* **作業指示**
下にある日本の糖尿病管理についての文章を、最初から最後まで一字も変えずに書き写すこと。

* **分析用テキスト**
▬▬▬
日本における糖尿病管理 – アンメットニーズ

糖尿病の初期は無症状であり、人々は多くの場合、定期健診を受けようとしません。 その結果、日本では、中年期の人々に診断が下され、結果として治療が遅れることとなります。

2つ目の問題は人口の高齢化です。 高齢化の加速に伴い、日本では高齢者である糖尿病患者の数が増加し続けています。 高齢人口では、疾患が進行しており、治療により通常は十分な効果が得られません。 高齢者は、糖尿病以外にも複数の健康上の問題を抱えている可能性があるほか、認知機能を低下させ心血管イベントのリスクを高めかねない重度の低血糖にもなりやすいです8

多剤併用も問題となっています。 糖尿病とその合併症の管理は、複数の薬剤を薬剤レジメンに追加することにつながる場合があり、多剤併用の一因となっています。 日本では、2型糖尿病の入院患者の約65%が、6種類以上の薬を併用しているとの報告があります。 多剤併用は、薬物相互作用、有害事象、および服薬アドヒアランス低下のリスクの上昇を招き、いずれも患者のQOLに悪影響をもたらしかねません9

糖尿病に対する患者中心のケアについて言えば、さらに多くのことを行う必要があります。 浜野先生によると、日本では、診療所は通常多忙であり、患者ごとの問診とさまざまな身体検査に十分な時間が割り当てられていません。
▬▬▬
* **提供資料**
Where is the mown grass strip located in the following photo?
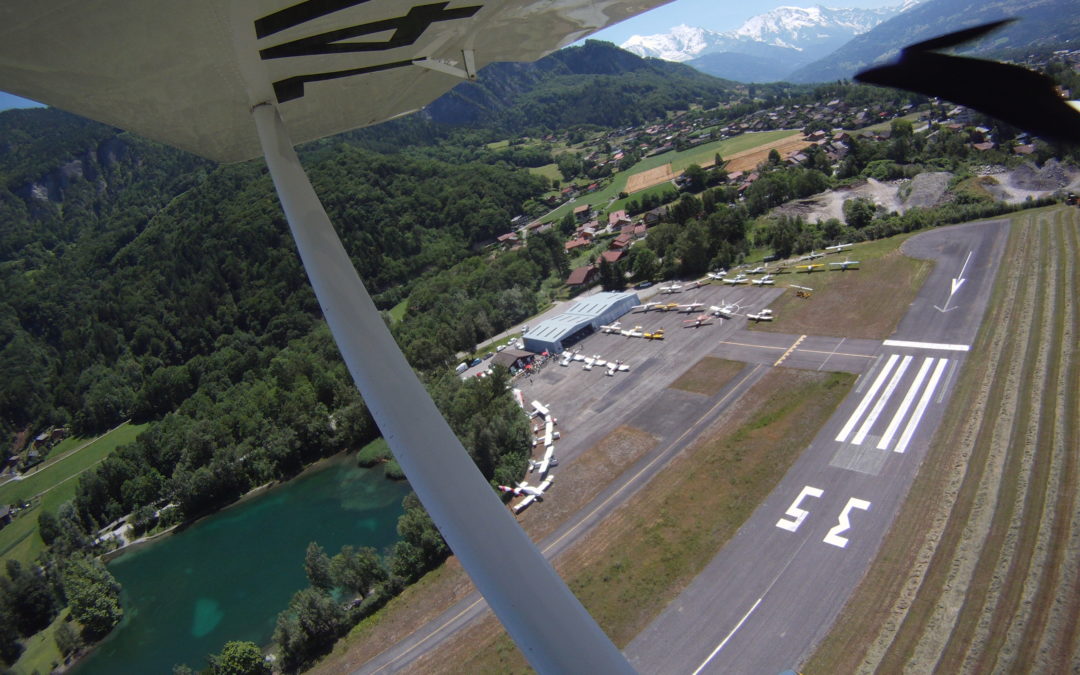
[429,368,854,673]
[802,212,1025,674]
▬▬▬
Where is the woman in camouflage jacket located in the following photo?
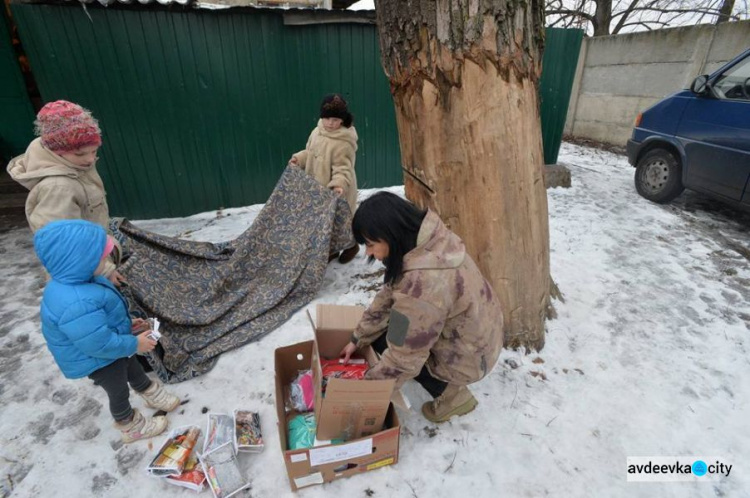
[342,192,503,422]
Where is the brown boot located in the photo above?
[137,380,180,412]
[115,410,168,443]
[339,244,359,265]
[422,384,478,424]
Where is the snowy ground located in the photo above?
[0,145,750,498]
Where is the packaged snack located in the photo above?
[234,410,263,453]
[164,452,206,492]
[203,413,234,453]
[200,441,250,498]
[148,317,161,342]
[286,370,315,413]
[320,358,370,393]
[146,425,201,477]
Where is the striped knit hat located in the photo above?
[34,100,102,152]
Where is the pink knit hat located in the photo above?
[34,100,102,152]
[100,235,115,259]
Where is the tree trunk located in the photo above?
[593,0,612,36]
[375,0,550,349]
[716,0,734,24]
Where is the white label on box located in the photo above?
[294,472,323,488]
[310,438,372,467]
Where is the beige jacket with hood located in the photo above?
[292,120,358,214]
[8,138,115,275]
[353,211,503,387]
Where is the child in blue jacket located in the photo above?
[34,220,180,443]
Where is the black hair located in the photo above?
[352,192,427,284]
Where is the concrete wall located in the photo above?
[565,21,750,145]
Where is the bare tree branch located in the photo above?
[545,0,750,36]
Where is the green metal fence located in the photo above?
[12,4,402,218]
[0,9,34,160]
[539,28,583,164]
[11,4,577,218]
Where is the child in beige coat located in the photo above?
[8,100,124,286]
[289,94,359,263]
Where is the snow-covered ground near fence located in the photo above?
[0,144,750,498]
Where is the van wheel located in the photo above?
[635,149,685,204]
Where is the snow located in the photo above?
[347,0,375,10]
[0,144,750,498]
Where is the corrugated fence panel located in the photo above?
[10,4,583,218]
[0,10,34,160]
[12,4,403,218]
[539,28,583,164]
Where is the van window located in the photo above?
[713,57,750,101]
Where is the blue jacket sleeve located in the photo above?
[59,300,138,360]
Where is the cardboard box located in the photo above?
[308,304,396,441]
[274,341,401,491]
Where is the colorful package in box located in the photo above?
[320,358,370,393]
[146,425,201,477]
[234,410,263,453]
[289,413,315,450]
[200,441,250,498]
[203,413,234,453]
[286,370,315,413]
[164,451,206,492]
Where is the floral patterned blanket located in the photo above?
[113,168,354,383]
▬▬▬
* **作業結果**
日本における糖尿病管理 – アンメットニーズ

糖尿病の初期は無症状であり、人々は多くの場合、定期健診を受けようとしません。 その結果、日本では、中年期の人々に診断が下され、結果として治療が遅れることとなります。

2つ目の問題は人口の高齢化です。 高齢化の加速に伴い、日本では高齢者である糖尿病患者の数が増加し続けています。 高齢人口では、疾患が進行しており、治療により通常は十分な効果が得られません。 高齢者は、糖尿病以外にも複数の健康上の問題を抱えている可能性があるほか、認知機能を低下させ心血管イベントのリスクを高めかねない重度の低血糖にもなりやすいです8

多剤併用も問題となっています。 糖尿病とその合併症の管理は、複数の薬剤を薬剤レジメンに追加することにつながる場合があり、多剤併用の一因となっています。 日本では、2型糖尿病の入院患者の約65%が、6種類以上の薬を併用しているとの報告があります。 多剤併用は、薬物相互作用、有害事象、および服薬アドヒアランス低下のリスクの上昇を招き、いずれも患者のQOLに悪影響をもたらしかねません9

糖尿病に対する患者中心のケアについて言えば、さらに多くのことを行う必要があります。 浜野先生によると、日本では、診療所は通常多忙であり、患者ごとの問診とさまざまな身体検査に十分な時間が割り当てられていません。